Reproduce, word for word, the lines from the one containing "rear wheel in the photo above." through the one containing "(1191, 442)", including both of those lines.

-- Start RECORDS --

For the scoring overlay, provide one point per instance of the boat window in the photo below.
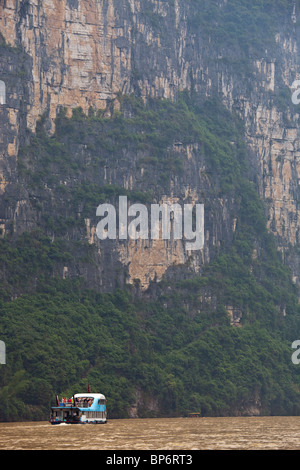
(2, 93)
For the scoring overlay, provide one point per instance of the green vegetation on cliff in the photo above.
(175, 344)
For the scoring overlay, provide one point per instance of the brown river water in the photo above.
(251, 433)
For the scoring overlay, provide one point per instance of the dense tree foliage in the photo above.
(178, 349)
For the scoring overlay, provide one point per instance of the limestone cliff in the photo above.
(83, 53)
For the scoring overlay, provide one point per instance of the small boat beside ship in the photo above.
(82, 408)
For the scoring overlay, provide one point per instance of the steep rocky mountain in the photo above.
(188, 102)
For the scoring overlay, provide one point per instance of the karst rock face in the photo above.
(81, 53)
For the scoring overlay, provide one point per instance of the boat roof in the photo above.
(90, 395)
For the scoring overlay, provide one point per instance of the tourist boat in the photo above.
(82, 408)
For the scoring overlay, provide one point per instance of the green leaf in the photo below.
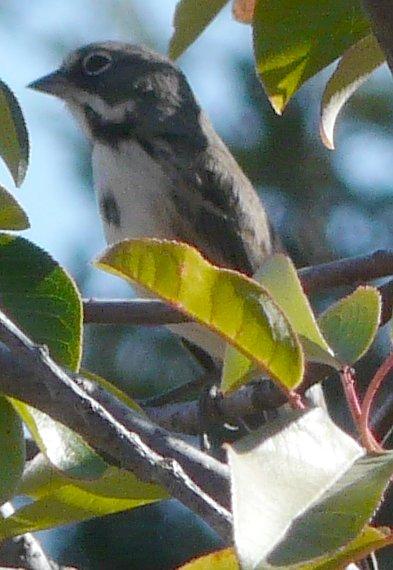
(12, 217)
(66, 505)
(14, 140)
(370, 540)
(191, 18)
(12, 450)
(65, 449)
(279, 277)
(219, 560)
(60, 500)
(294, 39)
(42, 298)
(350, 325)
(227, 302)
(278, 473)
(354, 68)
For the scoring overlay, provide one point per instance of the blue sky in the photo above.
(34, 39)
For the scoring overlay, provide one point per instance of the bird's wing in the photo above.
(216, 208)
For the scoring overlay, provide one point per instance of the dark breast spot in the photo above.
(110, 209)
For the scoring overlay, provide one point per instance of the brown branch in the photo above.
(24, 551)
(119, 434)
(349, 271)
(314, 279)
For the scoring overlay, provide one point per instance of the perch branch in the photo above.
(129, 440)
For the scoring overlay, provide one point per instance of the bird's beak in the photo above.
(54, 84)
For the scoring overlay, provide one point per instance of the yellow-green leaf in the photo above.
(354, 68)
(191, 18)
(293, 40)
(227, 302)
(41, 298)
(14, 140)
(350, 325)
(66, 505)
(64, 448)
(279, 277)
(12, 450)
(12, 216)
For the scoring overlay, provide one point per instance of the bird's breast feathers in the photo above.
(133, 192)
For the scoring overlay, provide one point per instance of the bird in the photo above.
(159, 168)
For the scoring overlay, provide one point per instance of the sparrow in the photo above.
(159, 168)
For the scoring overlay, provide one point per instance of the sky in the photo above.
(34, 36)
(63, 219)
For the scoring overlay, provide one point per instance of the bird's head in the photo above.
(113, 83)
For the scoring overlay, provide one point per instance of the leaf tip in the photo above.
(326, 136)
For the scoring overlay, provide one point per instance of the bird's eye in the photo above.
(96, 63)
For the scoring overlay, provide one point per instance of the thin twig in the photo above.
(366, 435)
(129, 440)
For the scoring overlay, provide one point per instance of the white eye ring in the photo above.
(96, 63)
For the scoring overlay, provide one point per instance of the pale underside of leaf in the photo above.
(279, 277)
(295, 40)
(280, 471)
(227, 302)
(243, 10)
(353, 69)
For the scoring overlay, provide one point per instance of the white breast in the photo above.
(140, 188)
(142, 193)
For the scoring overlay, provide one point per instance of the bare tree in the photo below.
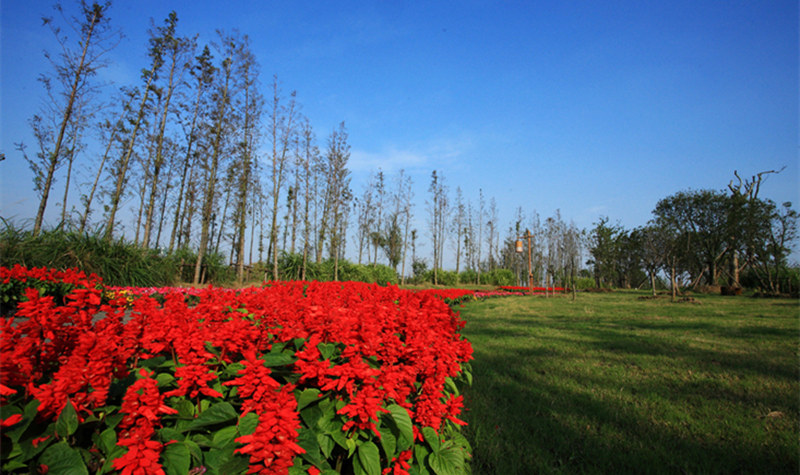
(492, 237)
(365, 217)
(74, 69)
(175, 49)
(309, 160)
(337, 195)
(282, 131)
(246, 147)
(202, 71)
(437, 207)
(459, 225)
(407, 194)
(120, 174)
(223, 90)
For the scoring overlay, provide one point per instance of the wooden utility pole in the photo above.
(527, 236)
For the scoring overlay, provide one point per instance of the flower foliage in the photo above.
(292, 377)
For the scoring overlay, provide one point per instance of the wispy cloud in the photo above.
(440, 154)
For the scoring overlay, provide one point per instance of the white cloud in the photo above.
(438, 155)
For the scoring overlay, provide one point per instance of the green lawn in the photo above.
(612, 383)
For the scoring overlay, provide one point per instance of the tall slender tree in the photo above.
(70, 84)
(175, 49)
(120, 173)
(223, 89)
(437, 208)
(282, 130)
(202, 72)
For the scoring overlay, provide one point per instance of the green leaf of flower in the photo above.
(67, 422)
(369, 458)
(63, 459)
(215, 414)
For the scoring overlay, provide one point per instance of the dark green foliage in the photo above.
(117, 262)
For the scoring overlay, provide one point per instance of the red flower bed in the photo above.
(316, 376)
(448, 295)
(536, 290)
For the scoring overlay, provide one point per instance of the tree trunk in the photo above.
(53, 162)
(122, 172)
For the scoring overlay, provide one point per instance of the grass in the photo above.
(612, 383)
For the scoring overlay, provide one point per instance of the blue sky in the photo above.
(593, 108)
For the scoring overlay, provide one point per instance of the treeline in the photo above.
(185, 145)
(208, 166)
(711, 238)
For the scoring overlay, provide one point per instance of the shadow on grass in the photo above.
(649, 404)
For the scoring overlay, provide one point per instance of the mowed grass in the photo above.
(612, 383)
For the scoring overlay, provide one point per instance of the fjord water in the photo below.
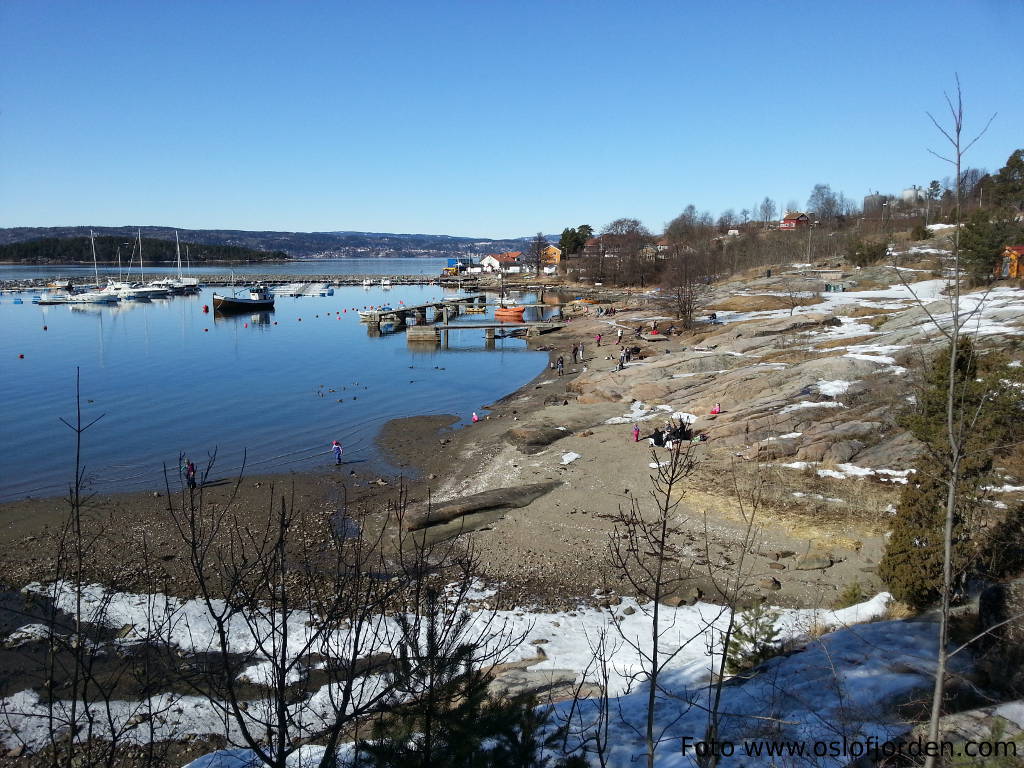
(84, 272)
(274, 388)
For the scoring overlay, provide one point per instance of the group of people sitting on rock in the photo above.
(673, 434)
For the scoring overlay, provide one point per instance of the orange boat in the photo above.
(509, 312)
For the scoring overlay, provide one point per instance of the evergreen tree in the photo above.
(982, 241)
(1008, 186)
(990, 418)
(754, 640)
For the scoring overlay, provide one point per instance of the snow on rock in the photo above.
(833, 388)
(809, 403)
(639, 412)
(844, 471)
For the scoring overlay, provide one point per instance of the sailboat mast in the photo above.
(95, 269)
(140, 272)
(177, 246)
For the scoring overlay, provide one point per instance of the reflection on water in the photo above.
(169, 379)
(247, 318)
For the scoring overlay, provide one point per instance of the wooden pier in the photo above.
(438, 334)
(442, 311)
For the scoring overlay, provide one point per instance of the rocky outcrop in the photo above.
(1000, 615)
(534, 439)
(422, 515)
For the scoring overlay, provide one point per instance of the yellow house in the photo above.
(1012, 264)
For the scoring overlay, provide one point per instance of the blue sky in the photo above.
(482, 119)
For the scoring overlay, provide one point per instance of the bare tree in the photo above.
(767, 211)
(643, 552)
(956, 422)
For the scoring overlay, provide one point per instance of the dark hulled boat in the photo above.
(259, 298)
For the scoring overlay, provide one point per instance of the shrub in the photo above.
(867, 252)
(852, 594)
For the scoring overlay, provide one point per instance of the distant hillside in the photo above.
(78, 249)
(294, 245)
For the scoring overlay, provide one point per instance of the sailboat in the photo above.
(92, 297)
(181, 285)
(134, 291)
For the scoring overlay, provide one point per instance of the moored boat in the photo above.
(259, 298)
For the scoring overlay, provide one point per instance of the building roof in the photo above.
(506, 258)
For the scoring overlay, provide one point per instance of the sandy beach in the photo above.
(554, 551)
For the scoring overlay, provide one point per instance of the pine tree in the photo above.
(754, 640)
(911, 565)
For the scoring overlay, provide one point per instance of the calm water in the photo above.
(168, 378)
(304, 266)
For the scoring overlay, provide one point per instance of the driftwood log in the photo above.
(422, 515)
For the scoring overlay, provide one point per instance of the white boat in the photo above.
(51, 298)
(366, 314)
(92, 297)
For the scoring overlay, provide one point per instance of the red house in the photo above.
(795, 220)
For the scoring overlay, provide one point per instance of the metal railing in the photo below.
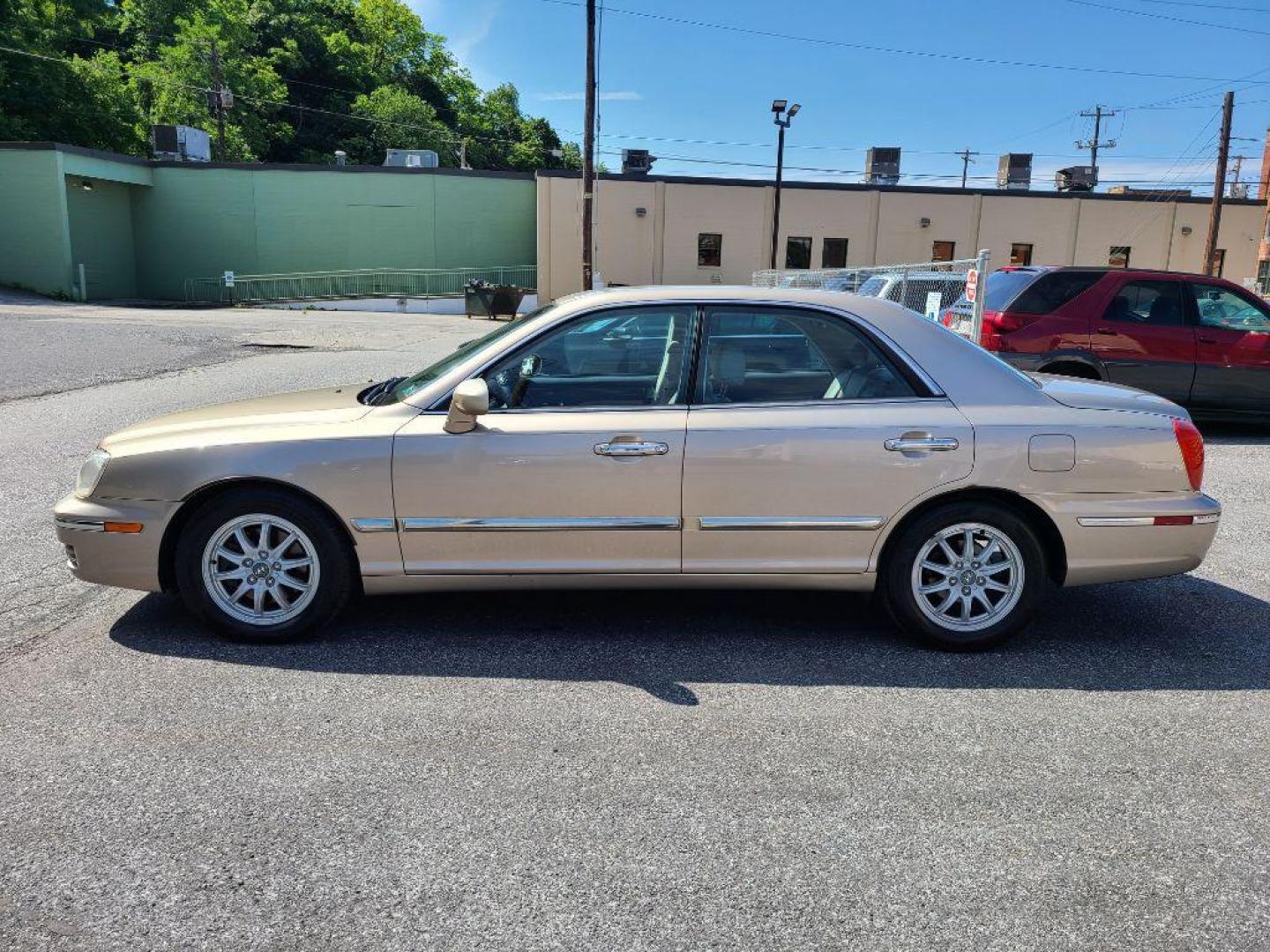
(374, 282)
(926, 287)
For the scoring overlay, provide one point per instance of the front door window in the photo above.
(616, 358)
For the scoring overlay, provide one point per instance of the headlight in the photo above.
(90, 472)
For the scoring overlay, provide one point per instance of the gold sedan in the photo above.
(658, 437)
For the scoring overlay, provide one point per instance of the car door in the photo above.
(1232, 367)
(1145, 339)
(796, 466)
(576, 469)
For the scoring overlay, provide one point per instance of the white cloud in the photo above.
(461, 46)
(623, 94)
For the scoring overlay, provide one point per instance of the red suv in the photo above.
(1200, 342)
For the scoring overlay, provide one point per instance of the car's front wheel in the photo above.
(964, 576)
(263, 565)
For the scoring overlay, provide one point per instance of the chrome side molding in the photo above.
(375, 524)
(776, 524)
(80, 524)
(540, 524)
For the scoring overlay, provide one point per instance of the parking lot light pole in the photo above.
(778, 108)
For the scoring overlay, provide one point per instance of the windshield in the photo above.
(418, 381)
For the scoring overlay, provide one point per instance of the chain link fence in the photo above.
(926, 287)
(329, 286)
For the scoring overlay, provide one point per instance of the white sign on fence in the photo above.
(934, 299)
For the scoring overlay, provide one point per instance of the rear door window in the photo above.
(1045, 294)
(1157, 303)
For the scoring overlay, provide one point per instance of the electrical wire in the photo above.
(893, 51)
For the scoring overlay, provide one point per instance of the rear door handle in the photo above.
(638, 449)
(921, 444)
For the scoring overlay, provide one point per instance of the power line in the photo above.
(868, 48)
(1171, 19)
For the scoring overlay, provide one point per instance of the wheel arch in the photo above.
(1050, 539)
(193, 501)
(1073, 358)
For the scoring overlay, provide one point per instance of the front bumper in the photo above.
(126, 560)
(1114, 537)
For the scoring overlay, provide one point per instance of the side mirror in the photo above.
(469, 401)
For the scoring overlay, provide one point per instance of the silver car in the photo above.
(658, 437)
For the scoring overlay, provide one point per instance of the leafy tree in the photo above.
(309, 77)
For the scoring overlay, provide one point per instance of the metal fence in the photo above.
(926, 287)
(329, 286)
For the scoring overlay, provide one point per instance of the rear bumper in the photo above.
(1114, 537)
(127, 560)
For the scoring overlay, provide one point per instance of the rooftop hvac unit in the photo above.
(181, 144)
(1076, 178)
(882, 167)
(637, 161)
(412, 159)
(1013, 170)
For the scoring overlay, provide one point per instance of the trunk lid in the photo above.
(1095, 395)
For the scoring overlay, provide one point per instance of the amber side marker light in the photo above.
(129, 528)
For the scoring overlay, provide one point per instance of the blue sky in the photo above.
(663, 81)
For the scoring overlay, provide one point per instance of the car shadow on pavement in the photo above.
(1183, 634)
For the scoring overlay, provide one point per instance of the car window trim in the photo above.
(923, 385)
(908, 369)
(1189, 315)
(442, 404)
(1249, 299)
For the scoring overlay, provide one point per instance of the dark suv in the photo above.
(1200, 342)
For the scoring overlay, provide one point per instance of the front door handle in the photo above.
(634, 449)
(923, 444)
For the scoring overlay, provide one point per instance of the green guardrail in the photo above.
(331, 286)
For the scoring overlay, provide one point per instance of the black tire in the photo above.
(902, 600)
(333, 562)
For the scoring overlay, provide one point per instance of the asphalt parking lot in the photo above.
(630, 770)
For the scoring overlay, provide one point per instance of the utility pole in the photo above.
(1214, 217)
(781, 117)
(588, 152)
(966, 164)
(217, 101)
(1099, 113)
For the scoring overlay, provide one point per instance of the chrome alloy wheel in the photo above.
(968, 576)
(260, 569)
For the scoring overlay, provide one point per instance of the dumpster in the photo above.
(492, 301)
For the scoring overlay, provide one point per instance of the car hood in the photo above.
(309, 406)
(1094, 395)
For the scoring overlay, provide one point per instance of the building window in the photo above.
(709, 249)
(798, 253)
(833, 253)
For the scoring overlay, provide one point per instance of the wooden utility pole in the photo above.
(1214, 219)
(588, 152)
(966, 164)
(217, 98)
(1099, 113)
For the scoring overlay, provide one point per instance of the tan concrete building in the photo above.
(671, 230)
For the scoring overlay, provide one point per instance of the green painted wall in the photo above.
(34, 238)
(101, 238)
(201, 222)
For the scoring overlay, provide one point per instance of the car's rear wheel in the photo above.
(263, 565)
(964, 576)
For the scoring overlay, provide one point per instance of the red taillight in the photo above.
(997, 323)
(1191, 442)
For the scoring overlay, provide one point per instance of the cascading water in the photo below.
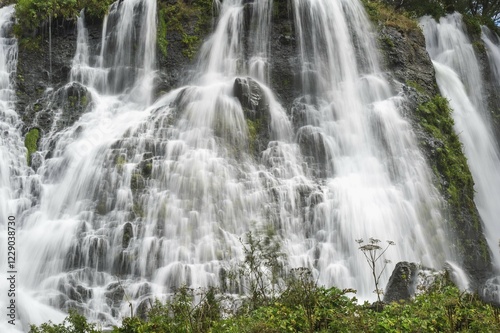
(138, 198)
(376, 178)
(459, 79)
(19, 187)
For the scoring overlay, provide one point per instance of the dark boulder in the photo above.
(403, 281)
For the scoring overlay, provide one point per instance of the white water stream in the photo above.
(459, 79)
(140, 197)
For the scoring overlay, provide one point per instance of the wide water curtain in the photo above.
(459, 79)
(129, 198)
(376, 178)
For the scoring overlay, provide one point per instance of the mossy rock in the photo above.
(31, 143)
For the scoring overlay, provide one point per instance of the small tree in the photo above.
(373, 253)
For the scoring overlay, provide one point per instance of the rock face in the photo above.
(44, 65)
(44, 68)
(401, 285)
(413, 74)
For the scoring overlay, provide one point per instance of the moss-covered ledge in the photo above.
(402, 45)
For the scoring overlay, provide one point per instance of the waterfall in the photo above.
(377, 181)
(137, 198)
(459, 79)
(19, 187)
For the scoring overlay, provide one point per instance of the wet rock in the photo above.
(256, 110)
(128, 234)
(407, 57)
(402, 283)
(114, 294)
(73, 100)
(251, 97)
(314, 149)
(143, 307)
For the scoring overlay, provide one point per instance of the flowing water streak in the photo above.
(65, 260)
(19, 188)
(378, 183)
(458, 78)
(492, 43)
(134, 208)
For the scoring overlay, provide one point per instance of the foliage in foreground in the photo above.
(306, 307)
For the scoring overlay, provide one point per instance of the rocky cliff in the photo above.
(44, 68)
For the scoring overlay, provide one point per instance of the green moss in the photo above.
(450, 165)
(450, 161)
(416, 86)
(161, 35)
(31, 143)
(381, 13)
(479, 47)
(473, 24)
(388, 42)
(31, 14)
(190, 20)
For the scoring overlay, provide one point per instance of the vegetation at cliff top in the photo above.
(301, 305)
(191, 19)
(31, 14)
(304, 307)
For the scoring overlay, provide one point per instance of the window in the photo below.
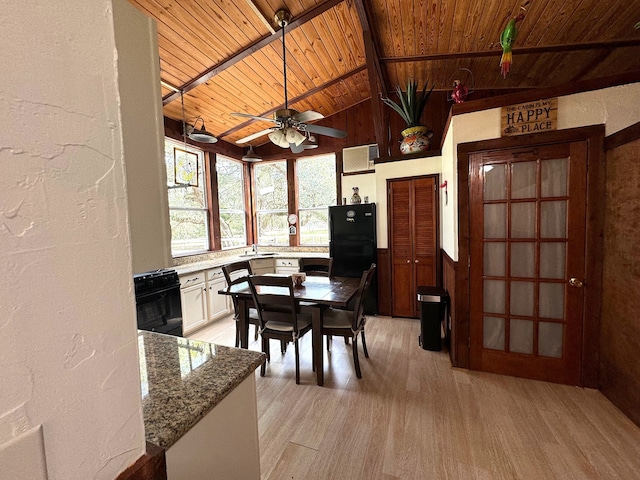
(233, 226)
(271, 203)
(316, 191)
(187, 198)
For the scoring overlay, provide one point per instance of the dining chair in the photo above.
(317, 266)
(279, 314)
(350, 323)
(235, 273)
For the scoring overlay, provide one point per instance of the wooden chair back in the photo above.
(317, 266)
(235, 273)
(274, 300)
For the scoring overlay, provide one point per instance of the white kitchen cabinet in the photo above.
(201, 302)
(260, 266)
(217, 304)
(194, 301)
(287, 266)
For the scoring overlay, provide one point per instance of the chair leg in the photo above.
(364, 344)
(356, 361)
(297, 363)
(237, 334)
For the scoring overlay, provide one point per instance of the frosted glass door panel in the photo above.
(495, 259)
(553, 221)
(551, 302)
(550, 339)
(493, 333)
(554, 177)
(523, 180)
(523, 259)
(553, 258)
(522, 299)
(523, 220)
(495, 220)
(495, 182)
(521, 336)
(494, 296)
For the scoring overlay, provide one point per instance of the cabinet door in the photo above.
(287, 266)
(217, 305)
(194, 313)
(425, 245)
(401, 242)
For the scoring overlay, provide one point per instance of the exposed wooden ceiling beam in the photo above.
(377, 82)
(292, 101)
(261, 16)
(250, 50)
(570, 47)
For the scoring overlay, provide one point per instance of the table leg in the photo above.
(316, 341)
(243, 306)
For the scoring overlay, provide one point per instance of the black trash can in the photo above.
(433, 306)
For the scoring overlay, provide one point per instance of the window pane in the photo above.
(273, 229)
(271, 186)
(188, 231)
(188, 208)
(271, 199)
(233, 231)
(316, 181)
(313, 227)
(230, 184)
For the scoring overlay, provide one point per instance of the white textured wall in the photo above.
(615, 107)
(68, 355)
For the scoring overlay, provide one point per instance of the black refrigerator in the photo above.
(353, 245)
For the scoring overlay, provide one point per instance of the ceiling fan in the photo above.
(291, 129)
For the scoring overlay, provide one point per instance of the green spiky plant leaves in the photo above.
(412, 102)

-- End RECORDS --

§ TASK OUTPUT
For the scoring overlay, provide one point per instance of the car's rear wheel in the photo above.
(263, 565)
(964, 576)
For the scoring overlay, provide one point per instance of the red taillight in the photo above.
(997, 323)
(1191, 442)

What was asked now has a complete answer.